» DOCUMENT PASSAGE
Is modern mental health treatment working?

Is modern mental health care effective, or just mumbo jumbo? 
 
Restraint Was An Early 'Modern' Treatment For Mental Illness
Restraint Was An Early 'Modern' Treatment
 
A recent radio debate had a number of callers describing their dependence upon medications to control their mental conditions. In fact many of them appeared to exhibit a drug addicts dependence upon these drugs. “If I don’t get them I act desperately” was a typical sort of opinion. Oddly it was almost as though it was the tablet, not its content that was the need.

The placebo effect, is when a number of people are given a ‘sugar’ drug as a trial control when the real drug is tested. Often the “cure” results for the placebo are as good as, or better than, the actual drug being tested.

This series of callers with their seeming dependence upon the tablet and not the drug, made me wonder exactly how far we have come since Freud rediscovered that people’s anxieties lessened when they talked about them to a therapist. Of course being a doctor, the person they had to talk to had to be a ‘therapist’.

I am not in anyway disparaging Freud’s attempts to organise the study and treatment of mental illness, or his discovery that repressed traumas, such as childhood abuse, often manifest in physical ailments later in life. These were important discoveries and insights; however I do wonder how far treatments have come in the last 100 yrs? The main tools of treatment today are drugs (anti-depressants) and therapy (talking), and how different is that from amulets and a chat with the local shaman?

There is an old English adage that “A trouble shared is a trouble halved”, which surely is the same as Freud’s discovery that talking about troubles eased the mental stress that they caused. In the pre-industrial period people lived in extended families, and naturally talked to them about their problems, but these extended families started to break up when people moved to cities for work, and the incidence of mental health problems appear to have grown ever since.
 
Delirium Tremens May Be The First Human Induced Mental Illness
Delirium Tremens May Be The First Human Induced Mental Illness.
 
Before Freud:

In prehistoric times, there was no division between medicine, magic and religion. In the Stone Age there is evidence of trepanning the skull, and also that parts of the cut skull were used as amulets. In other words a medicine man (Shaman) would treat you with an operation, a religious belief (drugs), and a placebo (an amulet), that warded off further incidences of the illness as long as you believed.

The Egyptians refined this treatment of mental illness, and added occupational therapies and trips down the Nile. Not so different from today!

The Mesopotamians (according to the Code of Hammurabi), were the first to apparently separate mental illness and physical injuries, with Priests handling the mental illnesses. These priest-physicians, known as the Asu, used psychotherapy, and studied dreams which were regarded as showing the will of the gods. Every physician had his own god, and every disease its own demon. Diseases and drugs were codified, and the doctor was responsible for his patient, whose life story was studied in a holistic approach. In other words the earlier periods of a patient’s life were seen as having impact in later illnesses.

» LISTED RECORDS
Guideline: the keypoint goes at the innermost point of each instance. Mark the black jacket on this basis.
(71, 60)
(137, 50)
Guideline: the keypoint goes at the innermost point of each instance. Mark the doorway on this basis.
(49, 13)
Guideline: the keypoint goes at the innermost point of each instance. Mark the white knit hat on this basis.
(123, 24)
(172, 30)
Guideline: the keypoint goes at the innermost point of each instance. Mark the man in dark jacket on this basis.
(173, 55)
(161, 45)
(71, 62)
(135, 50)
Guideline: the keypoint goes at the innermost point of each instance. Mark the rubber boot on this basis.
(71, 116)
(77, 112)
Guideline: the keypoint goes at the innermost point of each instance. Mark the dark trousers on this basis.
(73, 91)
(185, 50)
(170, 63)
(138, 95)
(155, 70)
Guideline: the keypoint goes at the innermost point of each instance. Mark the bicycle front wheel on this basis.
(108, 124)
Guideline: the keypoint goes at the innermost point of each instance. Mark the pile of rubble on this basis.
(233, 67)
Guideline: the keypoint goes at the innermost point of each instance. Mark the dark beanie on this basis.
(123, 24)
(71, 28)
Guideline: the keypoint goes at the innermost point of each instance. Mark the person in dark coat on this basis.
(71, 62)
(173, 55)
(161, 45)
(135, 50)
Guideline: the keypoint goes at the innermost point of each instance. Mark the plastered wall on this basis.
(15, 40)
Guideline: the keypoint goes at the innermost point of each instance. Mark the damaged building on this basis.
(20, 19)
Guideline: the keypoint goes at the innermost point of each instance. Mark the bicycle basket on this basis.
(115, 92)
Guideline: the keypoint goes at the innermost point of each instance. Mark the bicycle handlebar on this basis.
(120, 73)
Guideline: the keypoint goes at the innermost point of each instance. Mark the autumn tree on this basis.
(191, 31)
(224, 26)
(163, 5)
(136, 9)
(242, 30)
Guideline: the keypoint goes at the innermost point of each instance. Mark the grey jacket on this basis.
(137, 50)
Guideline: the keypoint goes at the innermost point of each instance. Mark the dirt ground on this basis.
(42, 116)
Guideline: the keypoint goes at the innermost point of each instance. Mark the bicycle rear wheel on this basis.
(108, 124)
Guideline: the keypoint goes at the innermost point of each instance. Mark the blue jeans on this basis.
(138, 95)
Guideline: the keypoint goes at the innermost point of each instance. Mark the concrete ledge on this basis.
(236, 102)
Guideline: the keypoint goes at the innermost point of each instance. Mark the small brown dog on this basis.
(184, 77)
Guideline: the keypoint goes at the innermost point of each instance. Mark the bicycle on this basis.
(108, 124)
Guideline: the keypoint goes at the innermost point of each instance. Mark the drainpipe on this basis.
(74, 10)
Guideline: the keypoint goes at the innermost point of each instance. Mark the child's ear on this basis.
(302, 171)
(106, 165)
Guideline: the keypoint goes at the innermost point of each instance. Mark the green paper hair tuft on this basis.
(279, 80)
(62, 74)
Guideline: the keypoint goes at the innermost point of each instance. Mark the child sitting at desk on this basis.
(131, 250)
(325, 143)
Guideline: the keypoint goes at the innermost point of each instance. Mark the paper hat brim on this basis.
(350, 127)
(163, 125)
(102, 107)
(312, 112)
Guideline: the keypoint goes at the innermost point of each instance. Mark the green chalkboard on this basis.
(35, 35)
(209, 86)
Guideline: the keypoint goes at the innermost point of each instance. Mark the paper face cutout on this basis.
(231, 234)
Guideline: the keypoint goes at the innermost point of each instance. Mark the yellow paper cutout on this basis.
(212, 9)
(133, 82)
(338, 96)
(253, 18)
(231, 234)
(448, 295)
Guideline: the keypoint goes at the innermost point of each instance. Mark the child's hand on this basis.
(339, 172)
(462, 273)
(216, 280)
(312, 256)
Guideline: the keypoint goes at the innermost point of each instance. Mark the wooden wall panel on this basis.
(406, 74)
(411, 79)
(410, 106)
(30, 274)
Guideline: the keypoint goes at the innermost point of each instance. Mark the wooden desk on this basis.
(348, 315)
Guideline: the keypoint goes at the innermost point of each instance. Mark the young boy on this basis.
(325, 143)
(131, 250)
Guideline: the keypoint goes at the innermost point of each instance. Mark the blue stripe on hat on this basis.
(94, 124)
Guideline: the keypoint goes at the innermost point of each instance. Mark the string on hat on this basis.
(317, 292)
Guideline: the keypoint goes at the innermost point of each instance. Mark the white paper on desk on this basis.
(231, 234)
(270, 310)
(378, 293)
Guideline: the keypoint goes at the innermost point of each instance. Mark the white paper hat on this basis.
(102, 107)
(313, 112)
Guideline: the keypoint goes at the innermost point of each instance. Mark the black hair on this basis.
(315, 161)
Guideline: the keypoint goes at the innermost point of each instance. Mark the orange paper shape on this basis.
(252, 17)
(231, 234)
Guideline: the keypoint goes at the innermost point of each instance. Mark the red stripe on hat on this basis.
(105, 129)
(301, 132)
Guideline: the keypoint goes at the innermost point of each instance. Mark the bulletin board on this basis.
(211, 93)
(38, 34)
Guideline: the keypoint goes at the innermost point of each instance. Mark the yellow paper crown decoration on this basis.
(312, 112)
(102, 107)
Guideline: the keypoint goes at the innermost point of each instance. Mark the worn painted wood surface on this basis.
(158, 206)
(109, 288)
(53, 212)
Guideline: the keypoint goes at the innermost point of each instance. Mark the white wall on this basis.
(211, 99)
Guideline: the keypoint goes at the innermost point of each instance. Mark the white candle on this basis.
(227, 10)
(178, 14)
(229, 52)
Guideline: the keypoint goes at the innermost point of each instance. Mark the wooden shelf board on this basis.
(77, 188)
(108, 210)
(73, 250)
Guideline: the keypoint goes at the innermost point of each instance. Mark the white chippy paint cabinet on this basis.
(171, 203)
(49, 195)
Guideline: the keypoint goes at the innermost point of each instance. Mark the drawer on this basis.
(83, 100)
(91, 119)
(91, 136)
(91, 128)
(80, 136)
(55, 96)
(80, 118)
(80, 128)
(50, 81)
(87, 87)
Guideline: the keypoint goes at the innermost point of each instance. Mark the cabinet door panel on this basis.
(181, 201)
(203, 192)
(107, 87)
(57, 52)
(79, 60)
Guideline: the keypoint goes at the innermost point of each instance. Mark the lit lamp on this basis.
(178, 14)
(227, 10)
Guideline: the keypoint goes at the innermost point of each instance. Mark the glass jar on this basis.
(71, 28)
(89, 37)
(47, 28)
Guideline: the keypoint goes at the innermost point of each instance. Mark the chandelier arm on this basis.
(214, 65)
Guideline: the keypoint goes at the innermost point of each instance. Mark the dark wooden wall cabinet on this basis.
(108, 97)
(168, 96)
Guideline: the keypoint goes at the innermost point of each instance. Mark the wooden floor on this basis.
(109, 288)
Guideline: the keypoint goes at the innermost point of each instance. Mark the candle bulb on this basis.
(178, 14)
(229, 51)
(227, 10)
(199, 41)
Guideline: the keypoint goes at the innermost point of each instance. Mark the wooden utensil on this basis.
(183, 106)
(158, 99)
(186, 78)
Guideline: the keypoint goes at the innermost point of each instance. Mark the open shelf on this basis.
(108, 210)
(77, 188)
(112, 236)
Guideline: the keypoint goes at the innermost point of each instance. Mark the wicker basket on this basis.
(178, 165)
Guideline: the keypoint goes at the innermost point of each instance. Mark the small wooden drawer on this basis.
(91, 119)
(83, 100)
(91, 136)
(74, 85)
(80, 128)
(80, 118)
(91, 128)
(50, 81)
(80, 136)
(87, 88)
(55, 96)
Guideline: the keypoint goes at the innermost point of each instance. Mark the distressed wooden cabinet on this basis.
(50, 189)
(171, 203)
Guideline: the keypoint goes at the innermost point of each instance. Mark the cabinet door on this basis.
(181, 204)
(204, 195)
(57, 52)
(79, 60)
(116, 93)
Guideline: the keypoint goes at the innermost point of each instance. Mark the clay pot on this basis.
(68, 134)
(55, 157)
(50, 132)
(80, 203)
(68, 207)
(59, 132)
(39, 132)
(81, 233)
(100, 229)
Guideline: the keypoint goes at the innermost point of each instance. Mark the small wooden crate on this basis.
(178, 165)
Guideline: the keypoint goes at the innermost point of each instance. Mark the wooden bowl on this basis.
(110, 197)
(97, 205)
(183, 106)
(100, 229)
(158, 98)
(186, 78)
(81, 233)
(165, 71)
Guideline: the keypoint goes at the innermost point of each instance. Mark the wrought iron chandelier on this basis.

» TASKS
a - According to the mental health treatment article, what about the radio callers made the writer wonder how far treatment has come since Freud? Answer in one to three sentences.
b - In the mental health treatment article, who handled mental illnesses among the Mesopotamians?
c - Extend the mental health treatment article, starting after its final sentence.
The entries were taken from a separate source.

» RESPONSES TO THE EXERCISE
a - The callers seemed to depend on the tablet itself rather than the drug it contained. That apparent dependence, seen alongside the placebo effect, made the writer question how much progress has been made since Freud found that talking to a therapist eased people's anxieties.

b - Priests handled them, specifically the priest-physicians known as the Asu.

c -
The Jewish traditions of mental health care are in the Talmud, with Rabbi Asi in ancient Judea recommending that disturbed patients should talk freely about their worries, showed a similar approach (although the stoning of the ‘possessed’ may have limited this approach). In ancient Greece, either Solon or Thales (sources differ) gave the famous advice, 'Know thyself' which is surely a call to self analysis.

In fact the ancient Greeks showed remarkable understanding and tolerance of mental illness, with notable philosophers discussing aspects of this affliction.
  • Melampus mythically pioneered the use of white hellebore for treating delusions.
  • Hippocrates, described melancholia, postpartum psychosis, mania, phobias and paranoia, and was called as a psychiatric witness in trials. Hippocrates also believed that thoughts and feelings occur in the brain, rather than the heart as was more commonly thought at that time.
  • Plato proposed a view of the soul (psyche) as a charioteer driving two horses, one noble, the other driven by base desires. The charioteer struggles to balance their conflicting impulses. This is similar to Freud's theory of the superego, ego and id. Plato also discussed the origin of dreams, as well as the nature of sexual sublimation.
  • Asclepiades invented a swinging bed which had a relaxing effect on emotionally disturbed patients, found music helpful, and spoke out strongly against incarceration of mentally ill people. The sleep-therapy was in luxurious surroundings, taking great care with patients' diet and exercise.He disliked the term 'insanity', referring to 'passions of sensations', and differentiated between hallucinations and delusions. (Asclepiades also waged a strong campaign against bleeding, which in fact went on for another 1500 years).
In the 2nd century AD his follower, Soranus of Ephesus, said that patients should be kept in light, airy conditions, should not be beaten, kept in the dark or given poppy to make them drowsy, and he stressed the importance of convalescence and after-care. He also took social background and culture into account and insisted on the importance of the doctor-patient relationship. 

Although he described mental distress in terms of an organic disturbance he treated it by psychological methods, minimising the use of drugs and other physical treatments. But he also suggested that mania should be treated with the alkaline waters of the town. These waters contained high levels of lithium salts. Lithium treatment was rediscovered for manic depression by John Cade, an Australian psychiatrist, in the 1940s.

The Muslim ruled world was more benign during this period, as it had no fixed concept of the devil and demons at this time. Rhazes (Al-Razi) was chief physician at Baghdad hospital where there was a psychiatric ward, and, because the Arabs had no fear of demons, patients were kindly treated. They used the writings of Galen and Aristotle to guide them, and appear to have made use of forms of behaviour therapy.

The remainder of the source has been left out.